● Problem description
How many lines in the listing below contain the string "clicks"? Case matters, and the reply should be the number alone.
===== Data
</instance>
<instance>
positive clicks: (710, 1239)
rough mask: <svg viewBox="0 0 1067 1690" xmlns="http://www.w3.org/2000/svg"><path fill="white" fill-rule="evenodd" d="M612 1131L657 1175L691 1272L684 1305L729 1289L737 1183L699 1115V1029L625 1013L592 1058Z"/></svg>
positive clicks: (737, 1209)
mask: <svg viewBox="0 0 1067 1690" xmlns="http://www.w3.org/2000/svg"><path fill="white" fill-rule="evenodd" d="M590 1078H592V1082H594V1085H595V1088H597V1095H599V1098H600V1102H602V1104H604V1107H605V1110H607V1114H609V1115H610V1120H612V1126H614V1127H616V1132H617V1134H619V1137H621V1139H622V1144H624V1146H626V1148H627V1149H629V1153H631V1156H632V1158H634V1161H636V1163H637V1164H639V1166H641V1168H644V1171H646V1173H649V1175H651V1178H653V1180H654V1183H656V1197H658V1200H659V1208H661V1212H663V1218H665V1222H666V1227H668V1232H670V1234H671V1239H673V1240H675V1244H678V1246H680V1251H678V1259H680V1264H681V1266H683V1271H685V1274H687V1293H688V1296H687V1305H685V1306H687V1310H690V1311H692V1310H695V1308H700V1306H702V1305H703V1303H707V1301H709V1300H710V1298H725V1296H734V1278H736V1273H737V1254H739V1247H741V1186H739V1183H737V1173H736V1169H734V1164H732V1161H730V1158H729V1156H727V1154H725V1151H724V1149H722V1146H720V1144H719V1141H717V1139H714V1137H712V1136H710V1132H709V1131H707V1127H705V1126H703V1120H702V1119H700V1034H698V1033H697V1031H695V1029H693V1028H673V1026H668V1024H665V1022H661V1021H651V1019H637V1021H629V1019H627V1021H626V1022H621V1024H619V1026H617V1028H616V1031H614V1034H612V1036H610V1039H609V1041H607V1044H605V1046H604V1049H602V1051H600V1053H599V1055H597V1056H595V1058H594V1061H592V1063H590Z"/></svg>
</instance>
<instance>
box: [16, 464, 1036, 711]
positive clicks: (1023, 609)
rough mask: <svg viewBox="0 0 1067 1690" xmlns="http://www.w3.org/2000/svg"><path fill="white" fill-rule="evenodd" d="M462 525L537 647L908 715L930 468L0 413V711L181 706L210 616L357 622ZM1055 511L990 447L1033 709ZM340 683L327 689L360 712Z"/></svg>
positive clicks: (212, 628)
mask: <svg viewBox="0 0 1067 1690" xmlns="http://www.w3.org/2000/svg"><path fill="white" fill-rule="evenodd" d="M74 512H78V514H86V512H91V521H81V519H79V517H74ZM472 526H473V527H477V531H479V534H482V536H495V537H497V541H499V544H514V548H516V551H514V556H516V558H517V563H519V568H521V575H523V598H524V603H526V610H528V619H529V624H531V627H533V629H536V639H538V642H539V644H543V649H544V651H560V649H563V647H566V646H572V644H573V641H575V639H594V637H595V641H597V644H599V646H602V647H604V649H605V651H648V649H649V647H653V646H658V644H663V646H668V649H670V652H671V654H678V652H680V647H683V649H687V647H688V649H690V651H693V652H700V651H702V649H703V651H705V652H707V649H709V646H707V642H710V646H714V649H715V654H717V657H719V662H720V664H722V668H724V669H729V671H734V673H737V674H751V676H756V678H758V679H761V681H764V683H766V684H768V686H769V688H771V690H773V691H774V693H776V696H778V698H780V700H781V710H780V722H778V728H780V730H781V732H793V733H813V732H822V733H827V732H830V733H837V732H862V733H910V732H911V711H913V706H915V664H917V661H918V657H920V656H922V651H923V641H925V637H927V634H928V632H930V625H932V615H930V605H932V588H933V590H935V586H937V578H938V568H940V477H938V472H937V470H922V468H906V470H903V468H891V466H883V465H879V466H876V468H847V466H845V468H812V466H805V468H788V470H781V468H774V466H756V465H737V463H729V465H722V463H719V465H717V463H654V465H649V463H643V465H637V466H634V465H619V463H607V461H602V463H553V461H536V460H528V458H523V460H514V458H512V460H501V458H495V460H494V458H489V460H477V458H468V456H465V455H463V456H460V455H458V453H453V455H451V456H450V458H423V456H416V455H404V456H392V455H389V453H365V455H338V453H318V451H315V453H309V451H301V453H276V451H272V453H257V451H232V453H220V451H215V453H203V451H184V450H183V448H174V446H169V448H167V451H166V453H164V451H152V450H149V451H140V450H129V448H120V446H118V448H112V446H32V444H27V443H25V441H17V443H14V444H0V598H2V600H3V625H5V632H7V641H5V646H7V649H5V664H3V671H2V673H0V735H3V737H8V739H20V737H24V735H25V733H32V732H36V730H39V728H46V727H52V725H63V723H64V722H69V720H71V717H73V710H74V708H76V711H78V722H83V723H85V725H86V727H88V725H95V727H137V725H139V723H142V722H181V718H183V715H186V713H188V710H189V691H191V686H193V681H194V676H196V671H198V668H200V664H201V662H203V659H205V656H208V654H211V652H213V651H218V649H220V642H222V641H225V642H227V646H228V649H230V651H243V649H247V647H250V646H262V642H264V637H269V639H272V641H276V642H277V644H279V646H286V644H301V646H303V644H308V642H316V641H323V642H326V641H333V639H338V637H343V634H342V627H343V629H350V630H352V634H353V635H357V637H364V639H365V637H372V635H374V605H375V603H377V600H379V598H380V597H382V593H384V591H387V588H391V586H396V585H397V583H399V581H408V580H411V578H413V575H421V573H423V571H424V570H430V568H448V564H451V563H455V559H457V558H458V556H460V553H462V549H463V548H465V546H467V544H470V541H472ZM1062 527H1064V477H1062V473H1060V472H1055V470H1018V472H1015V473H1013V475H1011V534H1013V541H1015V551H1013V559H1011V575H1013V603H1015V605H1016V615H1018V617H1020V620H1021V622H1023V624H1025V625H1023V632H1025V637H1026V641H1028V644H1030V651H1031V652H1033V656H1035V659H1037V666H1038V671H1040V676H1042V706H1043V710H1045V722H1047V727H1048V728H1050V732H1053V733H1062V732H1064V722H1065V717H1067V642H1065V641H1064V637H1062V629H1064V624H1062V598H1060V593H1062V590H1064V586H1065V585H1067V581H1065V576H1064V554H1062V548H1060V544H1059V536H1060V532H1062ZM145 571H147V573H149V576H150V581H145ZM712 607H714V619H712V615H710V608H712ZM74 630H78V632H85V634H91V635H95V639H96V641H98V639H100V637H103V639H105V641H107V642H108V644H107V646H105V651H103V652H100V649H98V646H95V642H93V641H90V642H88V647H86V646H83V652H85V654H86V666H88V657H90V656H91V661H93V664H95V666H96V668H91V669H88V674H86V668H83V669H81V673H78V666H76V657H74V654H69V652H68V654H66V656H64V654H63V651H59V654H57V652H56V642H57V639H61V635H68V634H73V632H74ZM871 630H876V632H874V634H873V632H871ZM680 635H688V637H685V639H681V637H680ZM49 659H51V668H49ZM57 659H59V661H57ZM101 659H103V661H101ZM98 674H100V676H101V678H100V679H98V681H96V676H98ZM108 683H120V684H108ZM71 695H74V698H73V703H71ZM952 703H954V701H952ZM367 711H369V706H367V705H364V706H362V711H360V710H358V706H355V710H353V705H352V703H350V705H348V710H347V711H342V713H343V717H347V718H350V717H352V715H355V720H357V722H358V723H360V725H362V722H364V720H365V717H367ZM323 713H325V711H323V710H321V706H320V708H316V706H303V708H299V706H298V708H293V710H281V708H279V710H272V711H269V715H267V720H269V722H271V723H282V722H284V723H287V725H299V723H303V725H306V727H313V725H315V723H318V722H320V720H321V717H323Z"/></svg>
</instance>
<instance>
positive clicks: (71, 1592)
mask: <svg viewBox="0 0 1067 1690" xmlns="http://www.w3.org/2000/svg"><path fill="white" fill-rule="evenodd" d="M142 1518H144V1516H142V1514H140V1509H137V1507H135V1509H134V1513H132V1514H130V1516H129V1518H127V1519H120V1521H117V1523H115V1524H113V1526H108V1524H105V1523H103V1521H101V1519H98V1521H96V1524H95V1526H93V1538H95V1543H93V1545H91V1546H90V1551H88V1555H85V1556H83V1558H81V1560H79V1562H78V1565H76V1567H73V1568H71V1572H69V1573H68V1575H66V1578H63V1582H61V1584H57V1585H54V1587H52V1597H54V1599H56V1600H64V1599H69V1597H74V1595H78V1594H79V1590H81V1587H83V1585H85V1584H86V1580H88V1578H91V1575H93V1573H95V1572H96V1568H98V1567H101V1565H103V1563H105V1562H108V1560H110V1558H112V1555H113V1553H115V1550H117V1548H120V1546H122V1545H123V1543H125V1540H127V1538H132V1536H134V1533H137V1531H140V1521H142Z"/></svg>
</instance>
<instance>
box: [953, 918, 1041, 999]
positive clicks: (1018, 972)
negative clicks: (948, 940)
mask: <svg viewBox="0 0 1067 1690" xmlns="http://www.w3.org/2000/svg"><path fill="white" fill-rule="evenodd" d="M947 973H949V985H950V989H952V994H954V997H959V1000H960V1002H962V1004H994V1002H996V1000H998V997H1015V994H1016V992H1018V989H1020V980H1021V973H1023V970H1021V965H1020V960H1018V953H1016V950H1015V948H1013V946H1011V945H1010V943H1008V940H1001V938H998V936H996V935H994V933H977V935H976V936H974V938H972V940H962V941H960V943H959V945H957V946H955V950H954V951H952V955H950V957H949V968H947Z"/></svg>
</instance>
==========
● Your solution
7